Exercise details: Find every line containing the string "rear" in the data below, and report how many there are, with no other words.

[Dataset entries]
──────

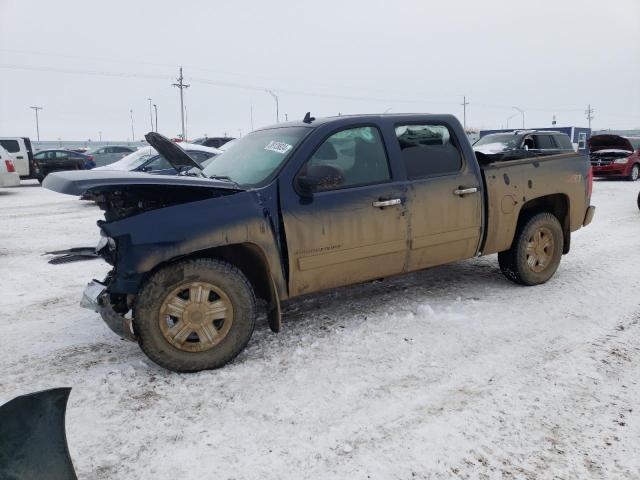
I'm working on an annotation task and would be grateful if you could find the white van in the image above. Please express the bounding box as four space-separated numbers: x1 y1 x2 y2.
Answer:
0 137 35 178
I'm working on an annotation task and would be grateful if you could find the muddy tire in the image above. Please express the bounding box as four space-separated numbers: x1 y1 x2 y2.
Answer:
134 258 256 372
498 212 564 286
629 164 640 181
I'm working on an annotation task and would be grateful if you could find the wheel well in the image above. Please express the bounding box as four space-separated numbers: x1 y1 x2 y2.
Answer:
518 194 571 254
189 243 275 303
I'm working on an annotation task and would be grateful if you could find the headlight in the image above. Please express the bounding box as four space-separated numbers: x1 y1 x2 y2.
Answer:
96 230 115 252
614 157 629 164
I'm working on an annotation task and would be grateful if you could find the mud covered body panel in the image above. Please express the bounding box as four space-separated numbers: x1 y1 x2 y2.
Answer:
481 152 591 255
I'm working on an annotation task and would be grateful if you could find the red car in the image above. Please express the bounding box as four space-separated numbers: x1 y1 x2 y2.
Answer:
589 135 640 181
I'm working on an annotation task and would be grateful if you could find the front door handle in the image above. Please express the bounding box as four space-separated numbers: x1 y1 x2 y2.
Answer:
454 187 479 196
372 198 402 208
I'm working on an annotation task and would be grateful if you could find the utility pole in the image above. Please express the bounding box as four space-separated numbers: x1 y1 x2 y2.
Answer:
30 106 43 141
512 106 525 129
130 109 135 143
250 104 254 131
585 104 595 129
461 96 469 130
153 104 158 133
98 131 102 142
265 88 279 123
172 67 190 141
148 98 154 132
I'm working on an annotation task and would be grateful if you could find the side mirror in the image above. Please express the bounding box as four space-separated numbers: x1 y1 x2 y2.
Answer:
296 165 344 197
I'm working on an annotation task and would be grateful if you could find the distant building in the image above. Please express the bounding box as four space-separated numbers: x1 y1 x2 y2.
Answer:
479 126 591 154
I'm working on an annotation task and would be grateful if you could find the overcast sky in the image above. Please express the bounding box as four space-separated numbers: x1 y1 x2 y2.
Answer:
1 0 639 141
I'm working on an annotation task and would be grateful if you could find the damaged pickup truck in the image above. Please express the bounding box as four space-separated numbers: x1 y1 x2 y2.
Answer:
44 114 595 372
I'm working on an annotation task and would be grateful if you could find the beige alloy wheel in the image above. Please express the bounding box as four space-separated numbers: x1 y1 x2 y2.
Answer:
525 226 554 273
158 282 233 353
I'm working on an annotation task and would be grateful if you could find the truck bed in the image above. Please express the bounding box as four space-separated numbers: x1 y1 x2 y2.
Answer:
479 152 591 255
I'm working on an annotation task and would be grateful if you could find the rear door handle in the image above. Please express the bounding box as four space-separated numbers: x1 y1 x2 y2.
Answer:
372 198 402 208
454 187 479 196
16 156 24 159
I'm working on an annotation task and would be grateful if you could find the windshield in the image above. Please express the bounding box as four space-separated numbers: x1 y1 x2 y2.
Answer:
98 146 156 170
473 133 520 152
201 127 309 186
626 137 640 151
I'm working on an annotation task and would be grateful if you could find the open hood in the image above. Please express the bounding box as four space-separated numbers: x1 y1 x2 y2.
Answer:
144 132 203 172
43 170 241 196
588 134 634 153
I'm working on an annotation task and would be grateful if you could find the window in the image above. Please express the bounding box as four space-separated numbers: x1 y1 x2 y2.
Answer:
301 126 390 192
142 155 172 171
395 124 462 178
187 151 216 164
554 134 574 150
533 135 556 150
0 140 20 153
113 147 131 153
34 151 46 160
578 133 587 150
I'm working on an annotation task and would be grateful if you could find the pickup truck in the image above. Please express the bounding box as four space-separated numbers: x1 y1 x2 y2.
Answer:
44 114 596 372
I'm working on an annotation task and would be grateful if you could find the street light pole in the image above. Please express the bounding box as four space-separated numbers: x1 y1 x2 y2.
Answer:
99 131 102 142
505 113 517 129
130 109 135 143
512 106 525 129
148 98 154 132
265 89 279 123
30 106 43 141
153 104 158 133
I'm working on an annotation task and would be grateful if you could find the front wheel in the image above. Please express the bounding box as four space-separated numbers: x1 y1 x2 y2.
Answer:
629 164 639 181
134 258 256 372
498 212 564 286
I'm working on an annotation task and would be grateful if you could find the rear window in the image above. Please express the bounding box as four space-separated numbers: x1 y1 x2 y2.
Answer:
534 135 556 149
395 124 462 178
554 134 574 150
0 140 20 153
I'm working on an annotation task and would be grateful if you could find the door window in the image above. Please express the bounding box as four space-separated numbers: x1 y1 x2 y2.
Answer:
533 135 556 149
395 124 462 178
54 151 69 159
300 126 390 192
0 140 20 153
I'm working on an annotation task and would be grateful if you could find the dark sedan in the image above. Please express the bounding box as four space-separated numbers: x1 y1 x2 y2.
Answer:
32 149 95 183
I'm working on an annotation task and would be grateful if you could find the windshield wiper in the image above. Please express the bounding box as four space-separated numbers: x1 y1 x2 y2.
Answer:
208 175 243 189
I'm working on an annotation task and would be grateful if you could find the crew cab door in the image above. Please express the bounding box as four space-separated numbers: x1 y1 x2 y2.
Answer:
282 125 408 297
393 123 482 270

──────

Problem solution: 2